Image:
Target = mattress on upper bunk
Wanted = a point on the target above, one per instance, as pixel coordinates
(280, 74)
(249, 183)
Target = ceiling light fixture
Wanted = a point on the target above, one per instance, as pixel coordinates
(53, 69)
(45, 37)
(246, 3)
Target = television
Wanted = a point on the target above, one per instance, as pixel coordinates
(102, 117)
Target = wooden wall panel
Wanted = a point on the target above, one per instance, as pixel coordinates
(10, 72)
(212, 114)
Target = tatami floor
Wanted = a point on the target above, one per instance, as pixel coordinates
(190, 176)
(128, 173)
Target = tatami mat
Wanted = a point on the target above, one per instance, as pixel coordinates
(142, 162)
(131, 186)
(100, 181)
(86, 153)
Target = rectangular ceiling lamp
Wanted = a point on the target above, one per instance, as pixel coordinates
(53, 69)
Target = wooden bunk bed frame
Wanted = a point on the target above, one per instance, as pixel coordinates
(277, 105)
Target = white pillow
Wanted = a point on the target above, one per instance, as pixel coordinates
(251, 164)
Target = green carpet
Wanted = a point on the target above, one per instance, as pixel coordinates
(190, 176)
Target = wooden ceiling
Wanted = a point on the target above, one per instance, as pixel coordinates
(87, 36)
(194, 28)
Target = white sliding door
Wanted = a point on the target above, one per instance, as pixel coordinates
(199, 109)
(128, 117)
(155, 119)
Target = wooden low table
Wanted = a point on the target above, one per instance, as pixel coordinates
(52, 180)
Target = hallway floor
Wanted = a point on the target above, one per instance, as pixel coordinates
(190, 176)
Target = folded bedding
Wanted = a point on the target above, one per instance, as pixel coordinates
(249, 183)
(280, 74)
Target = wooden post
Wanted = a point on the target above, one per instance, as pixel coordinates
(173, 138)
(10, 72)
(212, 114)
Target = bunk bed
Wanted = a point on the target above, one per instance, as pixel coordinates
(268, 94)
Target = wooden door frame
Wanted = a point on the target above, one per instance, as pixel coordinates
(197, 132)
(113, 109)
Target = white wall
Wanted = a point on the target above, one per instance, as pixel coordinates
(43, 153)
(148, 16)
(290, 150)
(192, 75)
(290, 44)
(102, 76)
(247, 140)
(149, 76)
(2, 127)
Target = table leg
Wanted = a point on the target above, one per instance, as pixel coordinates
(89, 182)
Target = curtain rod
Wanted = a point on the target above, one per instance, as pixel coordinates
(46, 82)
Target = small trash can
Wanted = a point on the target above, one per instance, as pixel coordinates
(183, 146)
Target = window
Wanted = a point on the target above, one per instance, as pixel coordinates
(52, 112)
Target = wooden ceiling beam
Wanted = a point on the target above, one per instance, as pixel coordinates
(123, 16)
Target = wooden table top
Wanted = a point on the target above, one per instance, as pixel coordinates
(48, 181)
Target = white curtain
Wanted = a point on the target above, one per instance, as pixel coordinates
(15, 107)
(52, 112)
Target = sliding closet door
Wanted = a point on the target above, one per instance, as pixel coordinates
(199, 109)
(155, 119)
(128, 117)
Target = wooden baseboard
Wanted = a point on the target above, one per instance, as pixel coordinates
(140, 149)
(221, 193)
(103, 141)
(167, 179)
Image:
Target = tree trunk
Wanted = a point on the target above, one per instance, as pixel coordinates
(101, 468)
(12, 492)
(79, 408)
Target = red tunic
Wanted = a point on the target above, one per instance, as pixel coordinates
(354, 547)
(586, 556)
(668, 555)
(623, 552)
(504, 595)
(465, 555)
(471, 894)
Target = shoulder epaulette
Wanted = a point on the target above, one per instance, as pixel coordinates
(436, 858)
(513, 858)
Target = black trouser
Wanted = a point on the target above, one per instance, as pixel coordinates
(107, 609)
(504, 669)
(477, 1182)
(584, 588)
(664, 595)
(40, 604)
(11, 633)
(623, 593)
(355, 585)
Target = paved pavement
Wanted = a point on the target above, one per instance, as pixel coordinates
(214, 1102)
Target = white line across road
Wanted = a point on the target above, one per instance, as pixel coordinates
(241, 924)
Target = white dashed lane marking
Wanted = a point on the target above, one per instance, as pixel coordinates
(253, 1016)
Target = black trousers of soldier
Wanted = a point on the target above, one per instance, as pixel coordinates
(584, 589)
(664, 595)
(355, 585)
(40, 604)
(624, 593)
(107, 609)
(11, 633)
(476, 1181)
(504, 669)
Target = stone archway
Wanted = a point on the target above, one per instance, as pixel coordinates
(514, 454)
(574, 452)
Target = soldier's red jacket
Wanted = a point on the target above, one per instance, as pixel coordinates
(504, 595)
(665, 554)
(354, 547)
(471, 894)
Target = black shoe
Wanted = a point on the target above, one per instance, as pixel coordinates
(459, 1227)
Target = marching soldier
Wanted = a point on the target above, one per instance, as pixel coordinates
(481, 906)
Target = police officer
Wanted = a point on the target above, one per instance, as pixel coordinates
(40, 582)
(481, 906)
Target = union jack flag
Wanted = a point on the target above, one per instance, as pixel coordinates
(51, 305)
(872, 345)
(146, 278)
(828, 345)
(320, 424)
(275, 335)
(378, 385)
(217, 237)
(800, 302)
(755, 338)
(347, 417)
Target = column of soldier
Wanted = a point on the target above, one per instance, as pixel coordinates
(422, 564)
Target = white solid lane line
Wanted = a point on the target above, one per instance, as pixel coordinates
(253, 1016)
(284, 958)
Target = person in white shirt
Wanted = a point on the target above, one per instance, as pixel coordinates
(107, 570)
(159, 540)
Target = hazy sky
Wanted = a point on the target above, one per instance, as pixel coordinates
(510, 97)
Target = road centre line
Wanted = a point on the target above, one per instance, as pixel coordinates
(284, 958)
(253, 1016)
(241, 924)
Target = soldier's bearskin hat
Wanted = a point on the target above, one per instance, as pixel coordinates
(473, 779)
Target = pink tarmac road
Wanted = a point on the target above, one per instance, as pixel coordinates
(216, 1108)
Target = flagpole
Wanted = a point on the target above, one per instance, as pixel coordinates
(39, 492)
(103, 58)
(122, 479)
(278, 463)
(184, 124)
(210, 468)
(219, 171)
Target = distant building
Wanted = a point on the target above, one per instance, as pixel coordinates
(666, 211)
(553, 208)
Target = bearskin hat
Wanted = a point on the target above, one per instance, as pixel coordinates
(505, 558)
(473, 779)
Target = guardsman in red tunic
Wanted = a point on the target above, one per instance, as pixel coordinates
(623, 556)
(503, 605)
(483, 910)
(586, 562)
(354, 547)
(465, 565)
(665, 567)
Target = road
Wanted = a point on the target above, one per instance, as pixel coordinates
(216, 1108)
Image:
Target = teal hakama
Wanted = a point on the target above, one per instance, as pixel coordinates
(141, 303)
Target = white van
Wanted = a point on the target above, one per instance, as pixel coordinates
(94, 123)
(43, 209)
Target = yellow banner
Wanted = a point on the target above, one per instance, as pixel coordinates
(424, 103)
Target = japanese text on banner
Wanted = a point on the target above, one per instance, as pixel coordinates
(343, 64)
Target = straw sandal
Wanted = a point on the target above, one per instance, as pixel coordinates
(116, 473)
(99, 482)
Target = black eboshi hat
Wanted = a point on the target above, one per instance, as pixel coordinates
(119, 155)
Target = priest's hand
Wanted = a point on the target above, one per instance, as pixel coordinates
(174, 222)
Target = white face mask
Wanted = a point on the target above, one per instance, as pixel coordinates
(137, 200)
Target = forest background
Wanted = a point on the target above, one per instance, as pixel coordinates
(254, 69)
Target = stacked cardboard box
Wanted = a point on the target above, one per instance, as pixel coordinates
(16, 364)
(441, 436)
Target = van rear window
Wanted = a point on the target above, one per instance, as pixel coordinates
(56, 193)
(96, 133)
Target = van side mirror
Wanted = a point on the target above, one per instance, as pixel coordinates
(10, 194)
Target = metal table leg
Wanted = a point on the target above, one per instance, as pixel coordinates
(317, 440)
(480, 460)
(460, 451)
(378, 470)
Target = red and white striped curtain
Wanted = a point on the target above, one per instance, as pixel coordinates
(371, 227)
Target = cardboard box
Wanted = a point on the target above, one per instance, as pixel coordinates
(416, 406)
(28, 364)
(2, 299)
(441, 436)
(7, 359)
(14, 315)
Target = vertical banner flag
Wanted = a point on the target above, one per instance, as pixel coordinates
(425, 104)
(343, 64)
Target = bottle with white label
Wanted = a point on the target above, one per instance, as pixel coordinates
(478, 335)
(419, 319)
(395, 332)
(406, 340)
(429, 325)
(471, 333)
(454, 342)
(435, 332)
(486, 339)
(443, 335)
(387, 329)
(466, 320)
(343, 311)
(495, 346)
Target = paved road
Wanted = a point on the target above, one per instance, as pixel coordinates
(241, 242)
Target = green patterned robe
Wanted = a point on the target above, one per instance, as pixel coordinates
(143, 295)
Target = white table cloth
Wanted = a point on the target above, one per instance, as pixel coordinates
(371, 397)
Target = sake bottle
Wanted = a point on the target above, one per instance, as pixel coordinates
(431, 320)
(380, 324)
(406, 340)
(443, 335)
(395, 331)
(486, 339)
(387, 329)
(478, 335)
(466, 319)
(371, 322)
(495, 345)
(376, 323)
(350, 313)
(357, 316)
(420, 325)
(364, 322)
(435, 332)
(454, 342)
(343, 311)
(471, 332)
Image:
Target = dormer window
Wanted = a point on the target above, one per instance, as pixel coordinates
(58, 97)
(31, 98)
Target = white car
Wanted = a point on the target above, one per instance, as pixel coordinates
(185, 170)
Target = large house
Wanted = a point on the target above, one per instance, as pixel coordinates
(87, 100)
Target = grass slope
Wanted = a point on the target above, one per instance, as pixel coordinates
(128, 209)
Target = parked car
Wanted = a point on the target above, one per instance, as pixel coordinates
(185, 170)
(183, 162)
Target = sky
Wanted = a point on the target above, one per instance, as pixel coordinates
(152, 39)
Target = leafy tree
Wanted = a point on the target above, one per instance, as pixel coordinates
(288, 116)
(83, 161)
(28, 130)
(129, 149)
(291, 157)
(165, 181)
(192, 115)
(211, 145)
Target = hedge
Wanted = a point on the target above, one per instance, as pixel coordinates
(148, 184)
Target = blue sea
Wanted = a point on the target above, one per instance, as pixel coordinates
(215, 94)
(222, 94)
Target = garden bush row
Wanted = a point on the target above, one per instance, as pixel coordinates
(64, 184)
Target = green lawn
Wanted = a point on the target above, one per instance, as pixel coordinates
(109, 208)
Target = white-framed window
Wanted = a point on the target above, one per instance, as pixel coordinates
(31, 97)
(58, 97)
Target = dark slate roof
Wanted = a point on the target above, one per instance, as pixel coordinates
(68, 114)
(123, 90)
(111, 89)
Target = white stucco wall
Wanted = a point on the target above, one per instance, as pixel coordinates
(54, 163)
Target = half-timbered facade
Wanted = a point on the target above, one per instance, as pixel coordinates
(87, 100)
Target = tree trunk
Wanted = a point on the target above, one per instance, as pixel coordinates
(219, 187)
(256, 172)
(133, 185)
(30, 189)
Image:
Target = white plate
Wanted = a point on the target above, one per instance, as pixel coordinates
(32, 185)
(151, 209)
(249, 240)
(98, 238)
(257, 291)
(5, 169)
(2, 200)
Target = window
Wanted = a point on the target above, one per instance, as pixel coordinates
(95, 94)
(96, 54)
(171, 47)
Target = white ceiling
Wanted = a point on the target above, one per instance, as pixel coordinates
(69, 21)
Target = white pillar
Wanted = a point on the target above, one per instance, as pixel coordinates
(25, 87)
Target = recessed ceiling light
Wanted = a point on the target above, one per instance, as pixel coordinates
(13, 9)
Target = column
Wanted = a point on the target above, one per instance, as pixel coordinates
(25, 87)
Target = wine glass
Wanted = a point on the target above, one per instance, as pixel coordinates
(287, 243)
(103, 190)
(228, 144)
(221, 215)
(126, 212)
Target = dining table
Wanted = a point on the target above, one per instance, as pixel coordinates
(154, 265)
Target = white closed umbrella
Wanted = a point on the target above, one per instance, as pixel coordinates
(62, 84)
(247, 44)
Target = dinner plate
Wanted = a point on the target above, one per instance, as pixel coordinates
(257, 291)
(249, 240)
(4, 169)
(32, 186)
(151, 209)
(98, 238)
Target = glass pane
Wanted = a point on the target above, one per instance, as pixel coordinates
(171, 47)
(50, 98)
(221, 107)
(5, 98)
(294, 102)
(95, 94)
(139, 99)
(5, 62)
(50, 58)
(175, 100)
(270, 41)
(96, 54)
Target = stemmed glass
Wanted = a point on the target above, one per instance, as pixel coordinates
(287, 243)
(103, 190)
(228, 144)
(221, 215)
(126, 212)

########################################

• [Required work]
Wherever the string "plate" occurs in the records, copy the line it is in.

• [Solution to this task]
Target = white plate
Target = dinner plate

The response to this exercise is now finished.